Tag Archives: Bogost

Relaxing Video Games?

In class on Tuesday, we discussed Bogost’s chapter about “Relaxation”.  We even played that meditation game in class.  Can video games actually help someone physically relax?  I think that games can allow someone to relax who is feeling stressed out, similar to a stress ball to release frustration.  However, “Zen games” seem not to relax the body, but instead frustrate.  Holding your hands still, with your thumbs in the same place, and trying not to tilt your smartphone does not sound particularly relaxing to me.  Perhaps I’m just too active and need to keep moving and doing something while I play a game, or else I don’t feel like I actually am playing a game, but rather subjecting myself to something unpleasant.  It could just be me, but the game “Cloud” really did not seem fun at all.  It felt like I was literally outside watching clouds (in the boring sense, not the beauty sense).  When I first started up the game, I was confused as to what I should be doing, and it took me a good 10 minutes of flying around and doing nothing until I finally decided to see if I could choose a different level.

RECORDS FOR THE EXERCISE:
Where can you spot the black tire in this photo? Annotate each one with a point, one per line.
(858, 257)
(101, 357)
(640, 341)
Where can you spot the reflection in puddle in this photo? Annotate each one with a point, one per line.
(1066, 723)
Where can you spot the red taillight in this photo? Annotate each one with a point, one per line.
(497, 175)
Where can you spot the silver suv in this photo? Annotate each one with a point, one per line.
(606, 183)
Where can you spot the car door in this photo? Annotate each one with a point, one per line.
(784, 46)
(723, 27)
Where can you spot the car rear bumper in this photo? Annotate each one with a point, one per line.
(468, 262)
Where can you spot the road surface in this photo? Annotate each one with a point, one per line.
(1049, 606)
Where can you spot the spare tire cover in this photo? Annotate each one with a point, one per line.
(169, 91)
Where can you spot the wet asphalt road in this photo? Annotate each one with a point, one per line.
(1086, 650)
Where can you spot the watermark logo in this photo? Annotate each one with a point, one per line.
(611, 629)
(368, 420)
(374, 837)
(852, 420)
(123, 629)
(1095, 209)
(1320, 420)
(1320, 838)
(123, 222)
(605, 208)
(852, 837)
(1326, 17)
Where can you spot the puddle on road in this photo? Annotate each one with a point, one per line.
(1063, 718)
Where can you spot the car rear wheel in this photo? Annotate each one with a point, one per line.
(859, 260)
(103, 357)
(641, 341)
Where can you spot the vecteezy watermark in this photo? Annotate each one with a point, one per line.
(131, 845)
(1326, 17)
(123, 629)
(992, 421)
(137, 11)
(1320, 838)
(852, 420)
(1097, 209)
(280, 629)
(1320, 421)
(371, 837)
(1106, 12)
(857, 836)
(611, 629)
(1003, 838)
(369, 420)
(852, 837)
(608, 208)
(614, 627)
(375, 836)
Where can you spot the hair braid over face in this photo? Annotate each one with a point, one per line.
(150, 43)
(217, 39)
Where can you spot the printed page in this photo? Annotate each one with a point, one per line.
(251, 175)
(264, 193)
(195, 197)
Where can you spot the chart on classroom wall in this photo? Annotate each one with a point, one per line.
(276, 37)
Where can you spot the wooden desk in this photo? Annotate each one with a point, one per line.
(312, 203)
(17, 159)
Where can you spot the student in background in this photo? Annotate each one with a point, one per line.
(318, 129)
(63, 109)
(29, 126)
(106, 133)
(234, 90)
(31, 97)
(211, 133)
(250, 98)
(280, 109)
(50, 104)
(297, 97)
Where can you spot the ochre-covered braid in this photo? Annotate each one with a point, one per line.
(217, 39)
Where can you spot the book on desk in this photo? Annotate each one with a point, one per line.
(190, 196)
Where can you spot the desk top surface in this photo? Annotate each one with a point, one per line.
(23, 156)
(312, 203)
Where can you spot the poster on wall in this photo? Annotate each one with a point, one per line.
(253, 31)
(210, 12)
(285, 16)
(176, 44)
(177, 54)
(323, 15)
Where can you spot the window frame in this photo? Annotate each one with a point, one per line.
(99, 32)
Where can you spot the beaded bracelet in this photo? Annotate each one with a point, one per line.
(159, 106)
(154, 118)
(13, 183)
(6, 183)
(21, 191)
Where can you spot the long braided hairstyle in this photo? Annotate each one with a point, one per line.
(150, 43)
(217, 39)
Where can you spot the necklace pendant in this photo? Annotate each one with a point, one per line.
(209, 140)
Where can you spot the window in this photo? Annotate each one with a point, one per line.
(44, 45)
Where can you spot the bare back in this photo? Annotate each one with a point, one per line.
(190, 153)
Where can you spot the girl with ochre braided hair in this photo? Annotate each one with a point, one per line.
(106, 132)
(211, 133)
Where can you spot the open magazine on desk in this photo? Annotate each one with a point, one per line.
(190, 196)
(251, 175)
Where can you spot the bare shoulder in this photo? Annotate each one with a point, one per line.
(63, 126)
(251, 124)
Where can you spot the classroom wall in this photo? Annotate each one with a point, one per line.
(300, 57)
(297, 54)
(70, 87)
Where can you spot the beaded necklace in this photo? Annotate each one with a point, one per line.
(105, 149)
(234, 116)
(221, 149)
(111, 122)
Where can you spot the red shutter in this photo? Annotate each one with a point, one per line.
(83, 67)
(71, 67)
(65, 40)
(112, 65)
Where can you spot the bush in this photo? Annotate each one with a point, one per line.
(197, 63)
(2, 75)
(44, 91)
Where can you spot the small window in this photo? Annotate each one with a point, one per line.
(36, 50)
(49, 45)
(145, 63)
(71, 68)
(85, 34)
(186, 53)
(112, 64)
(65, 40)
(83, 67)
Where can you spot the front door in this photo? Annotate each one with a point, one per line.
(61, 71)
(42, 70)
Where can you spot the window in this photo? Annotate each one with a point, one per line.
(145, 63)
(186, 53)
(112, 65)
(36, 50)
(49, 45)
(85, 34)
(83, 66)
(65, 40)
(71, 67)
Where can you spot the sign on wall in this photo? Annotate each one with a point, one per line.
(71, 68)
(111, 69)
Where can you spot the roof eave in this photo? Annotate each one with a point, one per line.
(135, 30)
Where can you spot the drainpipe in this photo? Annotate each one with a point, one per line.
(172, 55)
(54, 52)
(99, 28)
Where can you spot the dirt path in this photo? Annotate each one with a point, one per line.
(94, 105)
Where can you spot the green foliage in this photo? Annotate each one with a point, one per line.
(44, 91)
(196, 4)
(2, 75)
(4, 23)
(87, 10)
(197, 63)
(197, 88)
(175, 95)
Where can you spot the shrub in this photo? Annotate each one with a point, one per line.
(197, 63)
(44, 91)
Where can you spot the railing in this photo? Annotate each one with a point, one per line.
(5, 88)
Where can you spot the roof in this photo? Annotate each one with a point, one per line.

TASK INSTRUCTIONS:
- A) In the post on relaxing video games, how long did the writer spend flying around in "Cloud" before checking for a different level?
- B) Switch "spot" to "find" in everything from the start of the records down through the line containing "(1049, 606)", and give back only those lines.

TASK RESULTS:
- A) A good 10 minutes.

- B)
Where can you find the black tire in this photo? Annotate each one with a point, one per line.
(858, 257)
(101, 357)
(640, 341)
Where can you find the reflection in puddle in this photo? Annotate each one with a point, one per line.
(1066, 723)
Where can you find the red taillight in this photo? Annotate each one with a point, one per line.
(497, 175)
Where can you find the silver suv in this photo? Annotate each one with a point, one per line.
(606, 183)
Where can you find the car door in this photo? Annotate each one with a point, one per line.
(784, 46)
(723, 27)
Where can you find the car rear bumper in this photo? Annotate each one with a point, one per line.
(468, 262)
Where can you find the road surface in this photo? Annotate each one with a point, one per line.
(1049, 606)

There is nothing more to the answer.